> [Exercise instructions]
Copy each of the following records word for word, without changing anything.

> [Material for this exercise]
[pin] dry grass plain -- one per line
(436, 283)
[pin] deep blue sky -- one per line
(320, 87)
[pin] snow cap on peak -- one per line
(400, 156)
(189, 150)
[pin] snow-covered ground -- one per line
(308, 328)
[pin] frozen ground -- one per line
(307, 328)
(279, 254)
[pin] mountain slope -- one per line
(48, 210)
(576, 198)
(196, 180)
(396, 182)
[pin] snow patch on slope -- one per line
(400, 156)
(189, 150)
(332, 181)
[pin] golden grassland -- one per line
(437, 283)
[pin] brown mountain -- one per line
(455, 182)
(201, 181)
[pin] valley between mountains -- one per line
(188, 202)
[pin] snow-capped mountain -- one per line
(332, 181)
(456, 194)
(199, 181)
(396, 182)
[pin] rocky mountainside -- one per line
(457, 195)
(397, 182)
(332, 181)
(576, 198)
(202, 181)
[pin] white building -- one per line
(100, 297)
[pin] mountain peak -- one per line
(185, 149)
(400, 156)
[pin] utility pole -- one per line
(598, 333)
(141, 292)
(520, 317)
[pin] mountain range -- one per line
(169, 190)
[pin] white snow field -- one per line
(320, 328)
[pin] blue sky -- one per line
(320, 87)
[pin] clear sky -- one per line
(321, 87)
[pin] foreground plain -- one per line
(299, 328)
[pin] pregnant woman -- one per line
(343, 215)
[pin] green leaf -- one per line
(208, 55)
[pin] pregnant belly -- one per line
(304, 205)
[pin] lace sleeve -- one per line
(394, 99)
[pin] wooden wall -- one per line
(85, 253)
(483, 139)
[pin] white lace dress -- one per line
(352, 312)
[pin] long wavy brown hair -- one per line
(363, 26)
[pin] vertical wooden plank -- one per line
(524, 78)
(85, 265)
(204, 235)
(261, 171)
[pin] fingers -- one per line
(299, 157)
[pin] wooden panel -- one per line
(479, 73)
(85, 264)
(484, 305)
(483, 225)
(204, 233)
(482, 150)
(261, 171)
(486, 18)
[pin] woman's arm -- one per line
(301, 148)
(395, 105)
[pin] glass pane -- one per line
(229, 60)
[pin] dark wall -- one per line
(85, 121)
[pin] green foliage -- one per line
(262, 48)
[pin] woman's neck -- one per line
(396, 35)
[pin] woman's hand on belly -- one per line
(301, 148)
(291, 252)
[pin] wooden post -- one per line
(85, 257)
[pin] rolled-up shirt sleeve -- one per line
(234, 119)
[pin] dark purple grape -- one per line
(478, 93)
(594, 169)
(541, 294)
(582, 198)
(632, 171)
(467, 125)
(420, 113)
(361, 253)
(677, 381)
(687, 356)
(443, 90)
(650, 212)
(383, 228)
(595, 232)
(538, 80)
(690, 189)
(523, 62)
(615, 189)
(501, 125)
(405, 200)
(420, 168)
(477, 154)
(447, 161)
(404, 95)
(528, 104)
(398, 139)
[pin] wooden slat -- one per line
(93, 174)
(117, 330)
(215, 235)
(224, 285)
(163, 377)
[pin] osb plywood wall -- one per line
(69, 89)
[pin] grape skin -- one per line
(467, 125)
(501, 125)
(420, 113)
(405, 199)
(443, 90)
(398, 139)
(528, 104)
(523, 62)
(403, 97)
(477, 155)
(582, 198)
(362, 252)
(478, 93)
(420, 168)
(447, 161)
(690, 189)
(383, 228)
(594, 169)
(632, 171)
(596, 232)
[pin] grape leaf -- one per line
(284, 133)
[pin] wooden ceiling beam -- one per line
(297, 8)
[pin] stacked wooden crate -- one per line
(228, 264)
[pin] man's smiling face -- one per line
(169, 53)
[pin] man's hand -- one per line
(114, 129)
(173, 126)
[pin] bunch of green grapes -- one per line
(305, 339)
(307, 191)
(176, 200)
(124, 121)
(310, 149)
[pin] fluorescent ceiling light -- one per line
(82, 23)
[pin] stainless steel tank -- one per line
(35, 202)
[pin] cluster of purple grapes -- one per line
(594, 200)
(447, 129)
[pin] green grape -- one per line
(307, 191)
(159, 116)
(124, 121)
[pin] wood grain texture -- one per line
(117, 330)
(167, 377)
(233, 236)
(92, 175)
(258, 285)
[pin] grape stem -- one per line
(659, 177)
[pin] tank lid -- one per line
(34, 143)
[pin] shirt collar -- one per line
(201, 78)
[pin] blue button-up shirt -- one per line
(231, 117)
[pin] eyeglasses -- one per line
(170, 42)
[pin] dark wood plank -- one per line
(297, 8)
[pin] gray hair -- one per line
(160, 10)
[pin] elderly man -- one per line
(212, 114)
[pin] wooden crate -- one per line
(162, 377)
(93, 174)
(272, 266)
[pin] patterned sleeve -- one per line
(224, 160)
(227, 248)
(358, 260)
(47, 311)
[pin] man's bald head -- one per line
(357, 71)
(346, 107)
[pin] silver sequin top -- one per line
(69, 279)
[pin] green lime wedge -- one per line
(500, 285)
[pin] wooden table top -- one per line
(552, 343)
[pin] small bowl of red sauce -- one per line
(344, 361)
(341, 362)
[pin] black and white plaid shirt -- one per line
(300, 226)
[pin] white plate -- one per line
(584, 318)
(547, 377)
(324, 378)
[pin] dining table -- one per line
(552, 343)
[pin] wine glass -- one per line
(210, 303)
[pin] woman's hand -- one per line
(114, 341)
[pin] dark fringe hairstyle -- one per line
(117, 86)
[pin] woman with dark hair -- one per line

> [Written response]
[pin] dry grass plain -- one per line
(436, 283)
[pin] deep blue sky -- one per line
(320, 87)
[pin] snow cap on peak -- one per line
(400, 156)
(189, 150)
[pin] snow-covered ground -- one per line
(308, 328)
[pin] frozen ground -- one per line
(307, 328)
(279, 254)
[pin] mountain slope -- one per line
(48, 210)
(576, 198)
(196, 180)
(396, 182)
[pin] snow patch on slope -- one per line
(400, 156)
(189, 150)
(332, 181)
[pin] golden grassland -- one per line
(437, 283)
[pin] brown mountain -- one per line
(455, 182)
(201, 181)
[pin] valley between mountains -- one per line
(188, 202)
[pin] snow-capped mountain -- one per line
(332, 181)
(456, 194)
(199, 181)
(396, 182)
[pin] rocky mountainside -- one per line
(457, 195)
(397, 182)
(332, 181)
(576, 198)
(202, 181)
[pin] white building -- one per line
(100, 297)
[pin] mountain peak -- one per line
(185, 149)
(400, 156)
[pin] utility pole -- one per line
(598, 333)
(141, 292)
(520, 317)
[pin] mountain range -- one per line
(169, 190)
[pin] white snow field -- one per line
(320, 328)
[pin] blue sky -- one per line
(320, 87)
[pin] clear sky -- one per line
(321, 87)
[pin] foreground plain -- one per line
(299, 328)
[pin] pregnant woman -- one per line
(343, 215)
[pin] green leaf -- one per line
(208, 55)
[pin] pregnant belly -- one per line
(304, 205)
[pin] lace sleeve -- one per line
(394, 99)
[pin] wooden wall -- one per line
(85, 253)
(483, 139)
[pin] white lace dress -- one per line
(352, 312)
[pin] long wavy brown hair -- one per line
(363, 26)
[pin] vertical wooden plank -- one per line
(524, 78)
(85, 265)
(204, 235)
(261, 171)
[pin] fingers -- one per line
(299, 157)
[pin] wooden panel -- one per line
(479, 73)
(85, 264)
(484, 305)
(483, 225)
(204, 233)
(482, 150)
(261, 171)
(486, 18)
[pin] woman's arm -- one per line
(301, 148)
(395, 105)
[pin] glass pane -- one per line
(229, 60)
[pin] dark wall -- one per line
(85, 121)
[pin] green foliage -- one per line
(262, 48)
[pin] woman's neck -- one per line
(396, 35)
[pin] woman's hand on belly -- one per line
(301, 148)
(291, 252)
[pin] wooden post -- one per line
(85, 257)
[pin] rolled-up shirt sleeve -- one per line
(234, 119)
[pin] dark purple grape -- one per line
(478, 93)
(594, 169)
(541, 294)
(582, 198)
(632, 171)
(467, 125)
(420, 113)
(361, 253)
(677, 381)
(687, 356)
(443, 90)
(650, 212)
(383, 228)
(595, 232)
(538, 80)
(690, 189)
(523, 62)
(615, 189)
(501, 125)
(405, 200)
(420, 168)
(477, 154)
(447, 161)
(404, 95)
(528, 104)
(398, 139)
[pin] wooden slat -- one per line
(93, 174)
(117, 330)
(215, 235)
(224, 285)
(163, 377)
[pin] osb plywood wall -- one per line
(69, 89)
[pin] grape skin -- one per line
(467, 125)
(501, 125)
(420, 113)
(405, 199)
(443, 90)
(398, 139)
(528, 104)
(523, 62)
(403, 97)
(477, 155)
(582, 198)
(362, 252)
(478, 93)
(420, 168)
(447, 161)
(690, 189)
(383, 228)
(594, 169)
(632, 171)
(596, 232)
[pin] grape leaf -- one per line
(284, 133)
[pin] wooden ceiling beam -- one per line
(297, 8)
[pin] stacked wooden crate -- one per line
(228, 264)
[pin] man's smiling face -- one per line
(169, 53)
[pin] man's hand -- one per line
(114, 129)
(173, 126)
[pin] bunch of green grapes -- one per line
(305, 339)
(307, 191)
(176, 200)
(124, 121)
(310, 149)
[pin] fluorescent ceiling light -- one per line
(82, 23)
[pin] stainless steel tank -- one per line
(35, 202)
[pin] cluster of purple grapes -- one per line
(594, 200)
(447, 129)
[pin] green grape -- one per line
(307, 191)
(159, 116)
(124, 121)
[pin] wood grain texture -- one per line
(117, 330)
(167, 377)
(233, 236)
(92, 175)
(258, 285)
[pin] grape stem -- one per line
(659, 177)
[pin] tank lid -- one per line
(34, 143)
[pin] shirt collar -- one per line
(201, 78)
[pin] blue button-up shirt -- one per line
(231, 117)
[pin] eyeglasses -- one per line
(170, 42)
[pin] dark wood plank -- one per line
(297, 8)
[pin] gray hair -- one per line
(160, 10)
[pin] elderly man -- one per line
(212, 114)
[pin] wooden crate -- one per line
(162, 377)
(93, 174)
(272, 266)
[pin] patterned sleeve -- one per line
(224, 160)
(227, 248)
(358, 260)
(47, 311)
[pin] man's bald head -- one per line
(357, 71)
(346, 107)
[pin] silver sequin top -- one per line
(69, 279)
[pin] green lime wedge -- one per line
(500, 285)
[pin] wooden table top -- one per line
(552, 343)
[pin] small bowl of red sauce -- one per line
(344, 361)
(341, 362)
[pin] black and white plaid shirt -- one per line
(300, 226)
[pin] white plate -- one per line
(584, 318)
(547, 377)
(324, 378)
[pin] dining table -- one per line
(552, 343)
[pin] wine glass -- one per line
(210, 303)
[pin] woman's hand -- one per line
(114, 341)
[pin] dark fringe hairstyle -- one per line
(117, 86)
[pin] woman with dark hair -- one per line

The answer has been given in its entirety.